[Page text]

Monitoring the vertical cup-to-disc ratio may aid in assessing non-glaucomatous eyes. Photo: James L. Fanelli, OD. Click image to enlarge.
It is plausible that many who were initially diagnosed with healthy eyes could progress pathologically into glaucoma in the long term. To identify healthy eyes that may progress into glaucoma or glaucoma suspect, a team of researchers recently focused on the clinical morphology of the optic disc, specifically the vertical cup-to-disc ratio. Their classification of non-glaucomatous healthy eyes that they demonstrated in a paper in Journal of Glaucoma may help identify those who maintain a non-glaucoma status for an extended period of 10 years.
The first examination consisted of 842 volunteers 40 and older. From this data, each volunteer was diagnosed either as healthy normal or glaucoma suspect. These participants were further classified into the three grades of N1, N2 and N3.

[/Page text]
[Data provided]

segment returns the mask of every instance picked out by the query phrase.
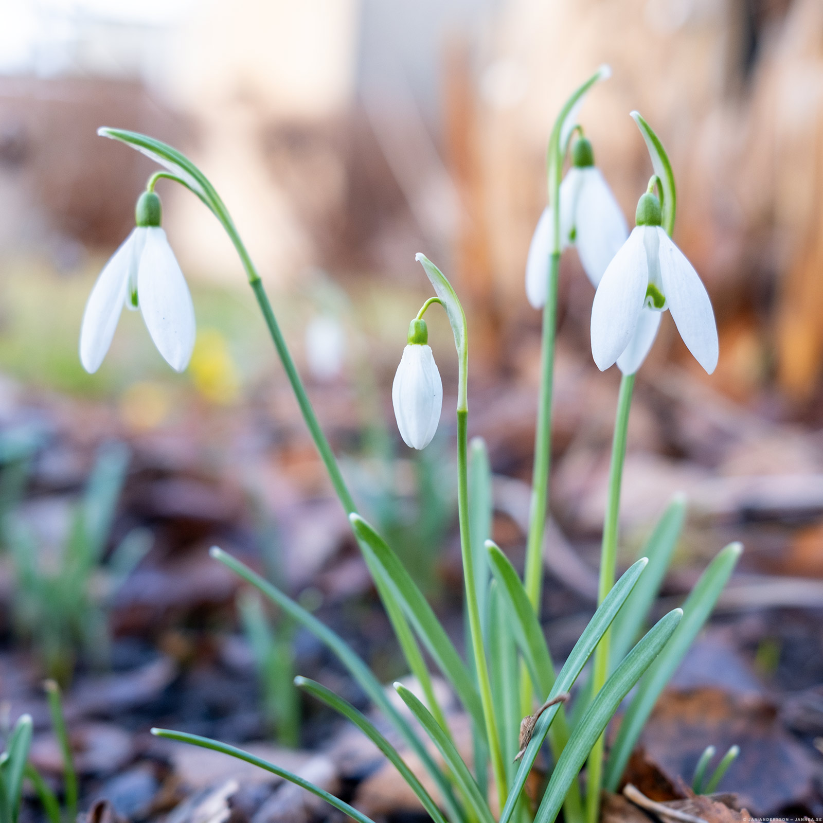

[/Data provided]

Please answer these questions from the glaucoma study text:
1. In which journal did the researchers present their paper?
2. How many volunteers took part in the first examination, and what age were they?
3. What three grades were the participants sorted into?
The listing has no connection to the glaucoma study text.

1. Journal of Glaucoma
2. 842 volunteers, aged 40 and older
3. N1, N2 and N3